Das Bestattungswesen in Südafrika
Pro Jahr finden gegenwärtig in Johannesburg und Umgebung etwa 20.000 Bestattungen statt. Wegen der zunehmenden Ausbreitung von Aids wird diese Zahl in den kommenden sechs bis sieben Jahren auf 70.000 steigen. Das bedeutet Hochkonjunktur für die Bestattungsindustrie. Doch nicht die Großen profitieren davon, sondern kleinere Bestattungsinstitute drängen auf den Markt - ohne Lizenz und mit wenig Kapital.

(Datensätze zu Objektpositionen)
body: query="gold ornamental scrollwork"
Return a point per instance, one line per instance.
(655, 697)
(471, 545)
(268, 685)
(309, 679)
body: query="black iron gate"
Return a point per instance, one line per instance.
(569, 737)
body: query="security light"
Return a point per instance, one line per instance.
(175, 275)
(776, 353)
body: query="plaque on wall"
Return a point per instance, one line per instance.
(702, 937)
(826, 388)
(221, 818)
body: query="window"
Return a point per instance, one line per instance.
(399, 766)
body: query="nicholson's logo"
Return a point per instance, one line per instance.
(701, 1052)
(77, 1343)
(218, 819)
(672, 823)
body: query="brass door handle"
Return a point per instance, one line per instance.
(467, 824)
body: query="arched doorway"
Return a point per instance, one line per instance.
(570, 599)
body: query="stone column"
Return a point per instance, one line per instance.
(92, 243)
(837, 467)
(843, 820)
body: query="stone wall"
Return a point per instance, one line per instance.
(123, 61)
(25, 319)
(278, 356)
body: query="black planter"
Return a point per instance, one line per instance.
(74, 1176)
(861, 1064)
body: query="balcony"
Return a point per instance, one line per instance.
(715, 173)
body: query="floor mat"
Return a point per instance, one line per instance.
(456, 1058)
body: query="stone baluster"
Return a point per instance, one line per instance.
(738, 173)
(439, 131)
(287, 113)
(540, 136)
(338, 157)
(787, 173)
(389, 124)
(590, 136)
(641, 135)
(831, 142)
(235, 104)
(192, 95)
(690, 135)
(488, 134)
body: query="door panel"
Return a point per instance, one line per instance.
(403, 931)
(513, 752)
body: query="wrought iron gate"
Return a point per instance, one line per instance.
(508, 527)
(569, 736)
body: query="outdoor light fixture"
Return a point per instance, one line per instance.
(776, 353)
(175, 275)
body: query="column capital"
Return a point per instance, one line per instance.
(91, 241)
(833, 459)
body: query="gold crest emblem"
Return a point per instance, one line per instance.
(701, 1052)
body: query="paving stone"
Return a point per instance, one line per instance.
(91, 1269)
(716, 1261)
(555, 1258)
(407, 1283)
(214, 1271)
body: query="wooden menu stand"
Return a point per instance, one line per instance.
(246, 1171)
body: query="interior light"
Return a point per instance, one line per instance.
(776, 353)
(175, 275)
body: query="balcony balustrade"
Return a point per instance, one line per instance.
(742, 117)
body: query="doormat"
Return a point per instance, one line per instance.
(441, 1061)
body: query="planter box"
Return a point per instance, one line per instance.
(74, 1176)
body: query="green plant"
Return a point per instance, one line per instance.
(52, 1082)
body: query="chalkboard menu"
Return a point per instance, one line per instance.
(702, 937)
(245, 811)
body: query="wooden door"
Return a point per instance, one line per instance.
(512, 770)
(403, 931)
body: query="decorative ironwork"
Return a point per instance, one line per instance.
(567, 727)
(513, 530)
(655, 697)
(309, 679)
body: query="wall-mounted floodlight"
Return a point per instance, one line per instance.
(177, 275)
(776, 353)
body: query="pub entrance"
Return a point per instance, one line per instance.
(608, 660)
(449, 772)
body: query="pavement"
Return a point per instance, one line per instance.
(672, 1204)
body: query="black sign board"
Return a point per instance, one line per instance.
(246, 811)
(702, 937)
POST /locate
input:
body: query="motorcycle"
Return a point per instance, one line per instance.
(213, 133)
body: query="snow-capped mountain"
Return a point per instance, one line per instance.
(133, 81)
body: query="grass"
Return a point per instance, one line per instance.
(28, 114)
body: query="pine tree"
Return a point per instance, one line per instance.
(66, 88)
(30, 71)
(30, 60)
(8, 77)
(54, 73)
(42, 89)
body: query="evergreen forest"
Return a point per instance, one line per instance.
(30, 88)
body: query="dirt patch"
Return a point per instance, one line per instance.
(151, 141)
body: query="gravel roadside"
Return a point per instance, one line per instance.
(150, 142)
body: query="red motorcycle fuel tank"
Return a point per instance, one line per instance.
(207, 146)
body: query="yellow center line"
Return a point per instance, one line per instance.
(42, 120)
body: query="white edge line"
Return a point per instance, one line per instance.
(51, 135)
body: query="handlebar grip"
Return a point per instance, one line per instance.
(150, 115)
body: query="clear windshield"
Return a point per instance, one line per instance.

Aufgaben ->
- a) Wie viele Bestattungen finden laut dem Text über das Bestattungswesen in Südafrika gegenwärtig pro Jahr in Johannesburg und Umgebung statt?
- b) Schreiben Sie aus dem Text über das Bestattungswesen in Südafrika den Abschnitt ab, der mit „Das Bestattungswesen in“ beginnt und mit „mit wenig Kapital.“ endet.
- c) Führen Sie den Text über das Bestattungswesen in Südafrika im Anschluss an seinen letzten Satz weiter.
Die Daten haben mit dem Text nichts zu tun.

Lösungen ->
- a) Etwa 20.000.

- b)
Das Bestattungswesen in Südafrika
Pro Jahr finden gegenwärtig in Johannesburg und Umgebung etwa 20.000 Bestattungen statt. Wegen der zunehmenden Ausbreitung von Aids wird diese Zahl in den kommenden sechs bis sieben Jahren auf 70.000 steigen. Das bedeutet Hochkonjunktur für die Bestattungsindustrie. Doch nicht die Großen profitieren davon, sondern kleinere Bestattungsinstitute drängen auf den Markt - ohne Lizenz und mit wenig Kapital.

- c)
von Christina Stucki
Avalon Friedhof, Soweto. Hier in dieser größten Ruhestätte Johannesburgs haben viele der großen Namen des südafrikanischen Anti-Apartheid-Kampfes ihren letzten Frieden gefunden. Samstags und sonntags kann am Avalon Friedhof jedoch kaum von Ruhe und Friede gesprochen werden. Hier finden am Wochenende durchschnittlich 100 bis 150 Beerdigungen statt. Alle fünf bis sieben Minuten wird jemand zu Grabe getragen. Die Trauergäste stehen manchmal so dicht beieinander, dass es kaum möglich ist, zu unterscheiden, wer zu welchem Toten gehört. Der Gesang an einer Grabstätte übertönt dann oft die Rede des Priesters am benachbarten Grab.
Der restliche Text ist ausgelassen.